» Input material
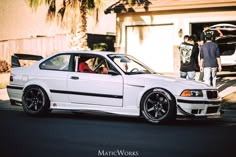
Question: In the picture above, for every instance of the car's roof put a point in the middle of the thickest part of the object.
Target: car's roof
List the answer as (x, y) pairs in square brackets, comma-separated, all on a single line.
[(89, 52)]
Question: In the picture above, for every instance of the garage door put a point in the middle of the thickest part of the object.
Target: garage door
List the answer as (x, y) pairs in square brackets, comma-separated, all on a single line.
[(153, 45)]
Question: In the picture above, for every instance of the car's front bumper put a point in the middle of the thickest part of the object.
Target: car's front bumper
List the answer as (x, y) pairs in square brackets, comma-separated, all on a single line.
[(204, 108)]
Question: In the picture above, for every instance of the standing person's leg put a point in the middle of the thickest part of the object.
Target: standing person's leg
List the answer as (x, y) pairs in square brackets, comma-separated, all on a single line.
[(213, 75), (207, 75), (191, 75), (183, 74)]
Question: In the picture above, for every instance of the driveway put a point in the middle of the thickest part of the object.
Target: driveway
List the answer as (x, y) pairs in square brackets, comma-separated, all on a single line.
[(226, 84)]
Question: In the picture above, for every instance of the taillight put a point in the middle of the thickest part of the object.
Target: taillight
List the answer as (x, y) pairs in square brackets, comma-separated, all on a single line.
[(11, 78)]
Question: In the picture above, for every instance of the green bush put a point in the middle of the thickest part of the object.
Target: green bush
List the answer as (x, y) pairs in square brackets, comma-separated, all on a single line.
[(4, 66)]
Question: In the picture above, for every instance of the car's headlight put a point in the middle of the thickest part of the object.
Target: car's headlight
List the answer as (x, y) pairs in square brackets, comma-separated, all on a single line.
[(192, 93)]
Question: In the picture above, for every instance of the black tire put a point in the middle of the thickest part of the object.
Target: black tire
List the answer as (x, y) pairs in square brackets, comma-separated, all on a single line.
[(158, 105), (35, 101)]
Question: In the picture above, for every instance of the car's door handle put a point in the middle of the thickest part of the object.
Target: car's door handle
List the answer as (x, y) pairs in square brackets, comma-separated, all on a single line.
[(74, 77)]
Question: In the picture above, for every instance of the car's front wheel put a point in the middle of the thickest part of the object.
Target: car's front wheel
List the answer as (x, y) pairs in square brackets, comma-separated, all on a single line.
[(35, 101), (158, 105)]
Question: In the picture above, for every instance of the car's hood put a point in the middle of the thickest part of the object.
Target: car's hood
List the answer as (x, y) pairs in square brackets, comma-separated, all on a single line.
[(172, 83)]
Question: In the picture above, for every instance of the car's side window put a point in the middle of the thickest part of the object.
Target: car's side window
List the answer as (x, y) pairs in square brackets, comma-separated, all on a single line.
[(60, 62)]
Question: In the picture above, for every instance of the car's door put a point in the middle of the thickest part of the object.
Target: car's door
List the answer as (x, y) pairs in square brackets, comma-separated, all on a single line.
[(53, 75), (94, 88)]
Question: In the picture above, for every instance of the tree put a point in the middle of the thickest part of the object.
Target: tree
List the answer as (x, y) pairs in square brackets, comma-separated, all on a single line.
[(72, 15)]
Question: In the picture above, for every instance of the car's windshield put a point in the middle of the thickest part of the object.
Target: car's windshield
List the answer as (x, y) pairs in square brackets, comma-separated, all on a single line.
[(129, 65)]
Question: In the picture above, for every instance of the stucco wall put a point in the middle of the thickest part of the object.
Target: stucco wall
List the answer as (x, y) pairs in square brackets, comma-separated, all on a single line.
[(179, 19), (19, 21)]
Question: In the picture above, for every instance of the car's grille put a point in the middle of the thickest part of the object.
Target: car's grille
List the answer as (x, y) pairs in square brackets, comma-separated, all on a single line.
[(212, 94), (212, 109)]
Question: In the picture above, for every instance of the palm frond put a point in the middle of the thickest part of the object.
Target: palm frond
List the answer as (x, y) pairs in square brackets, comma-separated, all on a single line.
[(51, 10)]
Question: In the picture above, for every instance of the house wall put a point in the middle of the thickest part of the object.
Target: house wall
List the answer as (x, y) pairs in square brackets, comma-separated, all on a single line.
[(19, 21), (180, 19)]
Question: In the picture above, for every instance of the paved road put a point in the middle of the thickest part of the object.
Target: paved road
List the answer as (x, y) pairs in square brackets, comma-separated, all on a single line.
[(63, 134)]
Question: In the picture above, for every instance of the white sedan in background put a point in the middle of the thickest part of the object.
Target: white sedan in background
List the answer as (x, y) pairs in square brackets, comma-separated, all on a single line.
[(127, 87)]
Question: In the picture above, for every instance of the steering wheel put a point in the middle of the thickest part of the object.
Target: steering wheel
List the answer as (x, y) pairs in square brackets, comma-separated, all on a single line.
[(134, 69)]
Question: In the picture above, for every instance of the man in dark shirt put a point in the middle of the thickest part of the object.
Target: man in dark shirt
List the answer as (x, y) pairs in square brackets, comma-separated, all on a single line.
[(188, 58), (210, 60), (207, 31), (213, 33)]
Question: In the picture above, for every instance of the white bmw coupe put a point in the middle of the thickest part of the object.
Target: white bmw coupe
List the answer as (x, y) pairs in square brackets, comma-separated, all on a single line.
[(108, 82)]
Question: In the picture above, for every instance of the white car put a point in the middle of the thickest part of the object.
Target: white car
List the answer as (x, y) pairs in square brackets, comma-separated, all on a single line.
[(129, 88)]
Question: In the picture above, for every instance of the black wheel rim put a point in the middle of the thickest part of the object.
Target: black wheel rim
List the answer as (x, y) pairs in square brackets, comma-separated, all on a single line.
[(156, 106), (34, 99)]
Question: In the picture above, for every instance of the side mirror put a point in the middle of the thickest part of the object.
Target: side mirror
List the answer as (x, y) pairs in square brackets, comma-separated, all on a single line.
[(112, 72)]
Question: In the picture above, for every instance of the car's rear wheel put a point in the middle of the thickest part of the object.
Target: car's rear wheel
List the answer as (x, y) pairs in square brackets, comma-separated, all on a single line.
[(158, 105), (35, 101)]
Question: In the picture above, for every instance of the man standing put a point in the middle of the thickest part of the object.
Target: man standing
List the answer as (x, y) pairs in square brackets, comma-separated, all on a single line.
[(207, 31), (188, 58), (210, 60)]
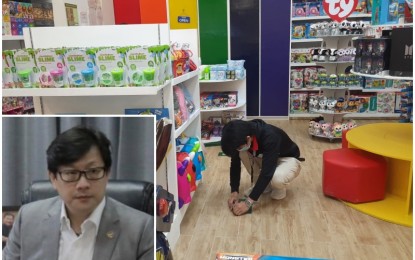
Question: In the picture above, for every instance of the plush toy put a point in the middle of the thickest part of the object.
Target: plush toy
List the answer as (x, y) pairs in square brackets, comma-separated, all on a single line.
[(332, 53), (331, 103), (337, 130), (323, 55), (322, 103), (183, 184)]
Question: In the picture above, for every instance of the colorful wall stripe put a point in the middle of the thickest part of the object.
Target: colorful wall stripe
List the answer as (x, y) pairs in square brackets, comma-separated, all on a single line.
[(275, 57), (213, 26), (244, 28)]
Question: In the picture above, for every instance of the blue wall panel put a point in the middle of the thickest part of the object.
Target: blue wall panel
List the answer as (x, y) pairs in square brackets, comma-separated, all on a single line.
[(275, 57), (244, 30)]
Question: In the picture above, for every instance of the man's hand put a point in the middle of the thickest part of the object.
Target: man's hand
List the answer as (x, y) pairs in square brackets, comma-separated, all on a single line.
[(240, 208), (232, 199)]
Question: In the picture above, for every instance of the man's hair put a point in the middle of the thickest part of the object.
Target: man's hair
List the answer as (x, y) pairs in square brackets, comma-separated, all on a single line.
[(73, 144), (234, 135)]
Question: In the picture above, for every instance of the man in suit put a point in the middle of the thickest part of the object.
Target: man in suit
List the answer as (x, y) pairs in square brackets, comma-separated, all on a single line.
[(81, 223)]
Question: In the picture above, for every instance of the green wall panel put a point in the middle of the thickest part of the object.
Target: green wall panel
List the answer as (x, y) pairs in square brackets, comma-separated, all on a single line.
[(213, 31)]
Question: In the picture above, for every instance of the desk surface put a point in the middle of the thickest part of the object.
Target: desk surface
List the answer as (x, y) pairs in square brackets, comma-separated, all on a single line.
[(393, 140)]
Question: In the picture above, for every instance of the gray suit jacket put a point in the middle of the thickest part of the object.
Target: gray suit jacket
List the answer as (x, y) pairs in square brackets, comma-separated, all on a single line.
[(123, 234)]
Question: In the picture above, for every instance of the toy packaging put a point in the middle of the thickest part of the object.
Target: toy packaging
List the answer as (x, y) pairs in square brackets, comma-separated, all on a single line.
[(52, 69), (297, 78), (82, 71), (386, 102), (6, 26), (21, 15), (8, 69), (392, 11), (138, 60), (301, 55), (26, 75), (298, 103), (112, 71)]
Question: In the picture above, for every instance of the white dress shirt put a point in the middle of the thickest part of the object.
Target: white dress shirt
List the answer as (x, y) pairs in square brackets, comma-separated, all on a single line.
[(73, 247)]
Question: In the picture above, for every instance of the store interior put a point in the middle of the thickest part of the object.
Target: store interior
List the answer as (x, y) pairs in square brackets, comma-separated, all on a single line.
[(321, 71)]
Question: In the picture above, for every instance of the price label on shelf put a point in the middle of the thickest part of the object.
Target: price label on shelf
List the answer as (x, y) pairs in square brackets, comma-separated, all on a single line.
[(339, 10)]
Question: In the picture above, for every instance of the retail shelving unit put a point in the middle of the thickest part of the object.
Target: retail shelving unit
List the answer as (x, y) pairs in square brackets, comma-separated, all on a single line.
[(113, 101), (336, 42), (222, 86)]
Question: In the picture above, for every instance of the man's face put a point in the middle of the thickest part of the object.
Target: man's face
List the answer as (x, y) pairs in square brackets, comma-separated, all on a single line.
[(83, 196), (8, 220)]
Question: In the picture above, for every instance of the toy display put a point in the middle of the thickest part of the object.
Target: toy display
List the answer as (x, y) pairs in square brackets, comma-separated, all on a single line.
[(17, 105), (211, 100), (298, 103), (372, 55), (301, 56), (385, 102), (27, 73), (297, 79), (7, 69)]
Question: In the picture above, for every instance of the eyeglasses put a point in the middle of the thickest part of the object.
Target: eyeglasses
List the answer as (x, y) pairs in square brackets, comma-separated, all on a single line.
[(91, 174)]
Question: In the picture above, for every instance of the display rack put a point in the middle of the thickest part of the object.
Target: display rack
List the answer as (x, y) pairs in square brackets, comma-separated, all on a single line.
[(221, 86), (331, 116), (113, 101)]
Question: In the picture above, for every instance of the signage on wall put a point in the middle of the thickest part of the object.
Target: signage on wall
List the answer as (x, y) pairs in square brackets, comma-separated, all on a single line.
[(183, 19), (339, 10)]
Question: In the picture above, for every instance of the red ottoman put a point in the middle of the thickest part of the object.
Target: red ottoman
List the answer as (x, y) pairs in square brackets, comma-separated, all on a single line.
[(354, 175)]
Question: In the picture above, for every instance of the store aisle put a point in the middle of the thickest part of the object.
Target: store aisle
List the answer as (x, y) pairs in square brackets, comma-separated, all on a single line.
[(304, 224)]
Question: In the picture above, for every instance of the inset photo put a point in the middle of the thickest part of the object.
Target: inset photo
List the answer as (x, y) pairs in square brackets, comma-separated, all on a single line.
[(78, 187)]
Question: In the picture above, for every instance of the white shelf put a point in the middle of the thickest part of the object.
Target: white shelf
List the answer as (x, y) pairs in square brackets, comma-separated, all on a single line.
[(340, 36), (185, 77), (213, 139), (99, 91), (219, 81), (318, 89), (382, 90), (334, 62), (183, 127), (303, 64), (240, 104), (306, 40), (325, 17), (350, 115), (12, 38), (384, 75)]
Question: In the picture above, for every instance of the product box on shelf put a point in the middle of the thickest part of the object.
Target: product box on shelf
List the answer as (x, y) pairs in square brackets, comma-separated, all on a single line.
[(7, 69), (301, 56), (298, 103), (53, 72), (401, 54), (139, 72), (372, 55), (386, 102), (27, 72), (82, 71), (112, 71), (361, 7), (21, 15), (6, 26), (392, 11), (228, 116)]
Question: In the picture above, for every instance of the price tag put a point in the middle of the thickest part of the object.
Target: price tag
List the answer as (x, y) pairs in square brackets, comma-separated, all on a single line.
[(339, 10)]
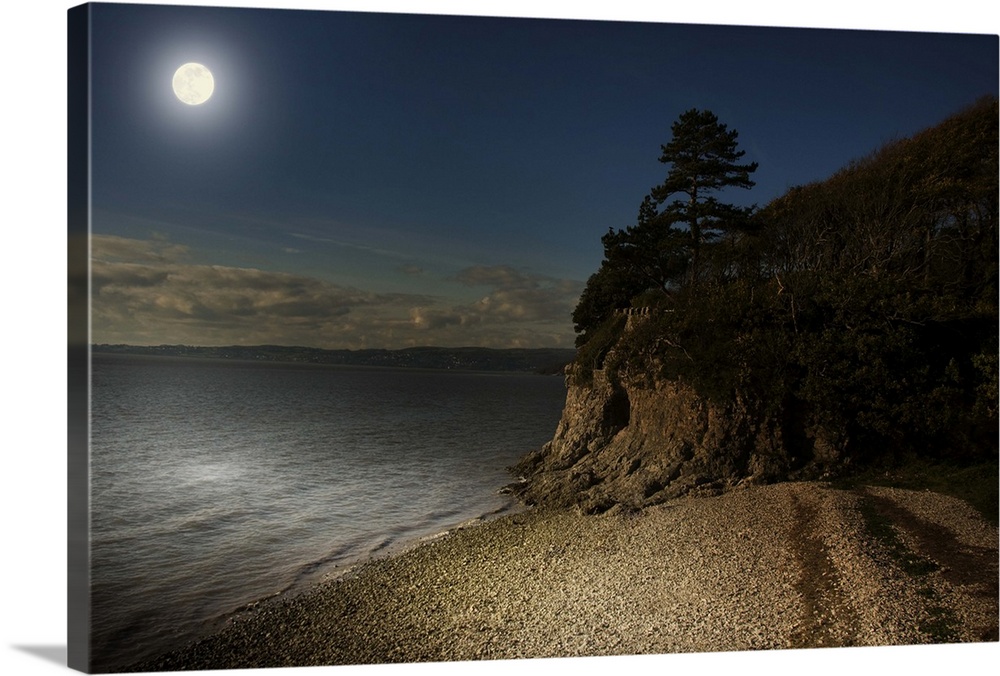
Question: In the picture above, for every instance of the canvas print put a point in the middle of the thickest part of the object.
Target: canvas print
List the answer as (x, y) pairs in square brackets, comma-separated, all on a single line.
[(422, 338)]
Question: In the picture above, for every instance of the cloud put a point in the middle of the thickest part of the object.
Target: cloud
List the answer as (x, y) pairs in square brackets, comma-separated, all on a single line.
[(412, 270), (144, 292), (114, 248), (518, 296)]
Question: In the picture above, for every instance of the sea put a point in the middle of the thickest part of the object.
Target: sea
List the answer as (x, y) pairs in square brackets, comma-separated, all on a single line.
[(218, 483)]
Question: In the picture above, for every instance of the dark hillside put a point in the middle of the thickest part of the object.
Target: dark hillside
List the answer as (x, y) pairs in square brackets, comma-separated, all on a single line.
[(849, 321)]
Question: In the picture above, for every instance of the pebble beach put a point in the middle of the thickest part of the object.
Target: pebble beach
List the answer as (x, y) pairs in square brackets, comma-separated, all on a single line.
[(775, 567)]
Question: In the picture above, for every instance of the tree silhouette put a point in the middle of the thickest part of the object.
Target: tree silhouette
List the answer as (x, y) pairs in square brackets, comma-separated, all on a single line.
[(703, 159)]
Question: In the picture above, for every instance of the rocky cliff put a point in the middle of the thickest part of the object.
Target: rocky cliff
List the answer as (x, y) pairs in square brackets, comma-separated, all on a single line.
[(631, 439)]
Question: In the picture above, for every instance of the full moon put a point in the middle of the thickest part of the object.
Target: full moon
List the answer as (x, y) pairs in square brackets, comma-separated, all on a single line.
[(193, 83)]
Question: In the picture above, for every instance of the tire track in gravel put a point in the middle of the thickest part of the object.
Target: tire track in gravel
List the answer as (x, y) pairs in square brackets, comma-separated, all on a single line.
[(826, 617), (964, 567)]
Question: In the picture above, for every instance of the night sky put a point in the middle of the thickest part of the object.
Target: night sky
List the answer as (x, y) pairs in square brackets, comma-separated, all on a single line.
[(383, 180)]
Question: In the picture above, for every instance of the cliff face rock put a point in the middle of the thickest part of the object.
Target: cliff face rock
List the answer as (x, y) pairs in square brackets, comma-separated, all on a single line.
[(625, 441)]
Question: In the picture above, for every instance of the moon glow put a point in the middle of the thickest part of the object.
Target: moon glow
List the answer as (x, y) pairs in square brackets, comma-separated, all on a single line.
[(193, 84)]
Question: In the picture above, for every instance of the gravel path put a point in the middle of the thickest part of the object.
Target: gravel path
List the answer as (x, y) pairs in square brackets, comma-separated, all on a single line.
[(786, 566)]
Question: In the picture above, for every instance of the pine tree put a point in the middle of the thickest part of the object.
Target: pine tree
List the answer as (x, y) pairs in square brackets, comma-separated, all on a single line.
[(703, 159)]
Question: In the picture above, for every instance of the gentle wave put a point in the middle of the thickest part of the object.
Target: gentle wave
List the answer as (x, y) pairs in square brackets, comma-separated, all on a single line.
[(218, 486)]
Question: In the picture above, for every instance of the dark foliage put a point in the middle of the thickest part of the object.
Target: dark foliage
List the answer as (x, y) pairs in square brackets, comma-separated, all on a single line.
[(864, 305)]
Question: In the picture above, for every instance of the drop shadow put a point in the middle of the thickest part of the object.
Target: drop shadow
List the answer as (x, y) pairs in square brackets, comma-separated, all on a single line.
[(49, 653)]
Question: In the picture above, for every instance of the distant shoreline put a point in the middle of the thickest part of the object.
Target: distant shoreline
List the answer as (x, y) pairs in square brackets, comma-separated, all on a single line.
[(517, 360)]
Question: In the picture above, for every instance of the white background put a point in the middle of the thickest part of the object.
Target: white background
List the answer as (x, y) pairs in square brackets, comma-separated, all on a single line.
[(32, 162)]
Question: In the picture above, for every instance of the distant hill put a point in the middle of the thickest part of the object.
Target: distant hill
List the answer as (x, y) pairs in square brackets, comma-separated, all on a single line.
[(533, 360)]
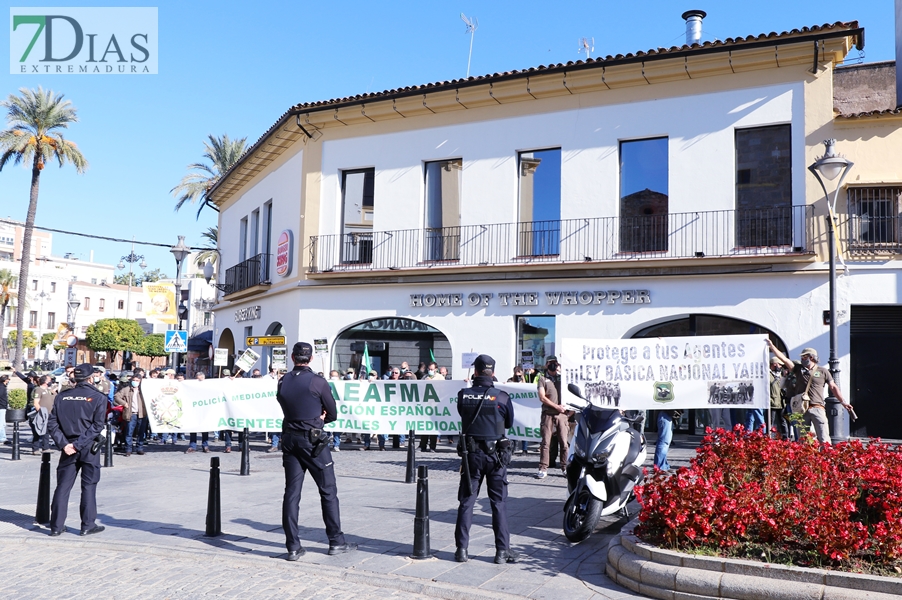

» Work to do
Give the part of the material that opens with the line containing "Question: In the picture above, for every instance of the gravel" and closes with the line containing "[(786, 566)]" as a JSON list of strings, one string per line, with blank lines left out.

» Response
[
  "Question: In the picture above, for every instance of the gravel path put a point in the middle of the thickest part of the object.",
  "Target: gravel path",
  "List the answer as (x, y) pairs in square brackets, comma-separated, all on a single line.",
  "[(786, 566)]"
]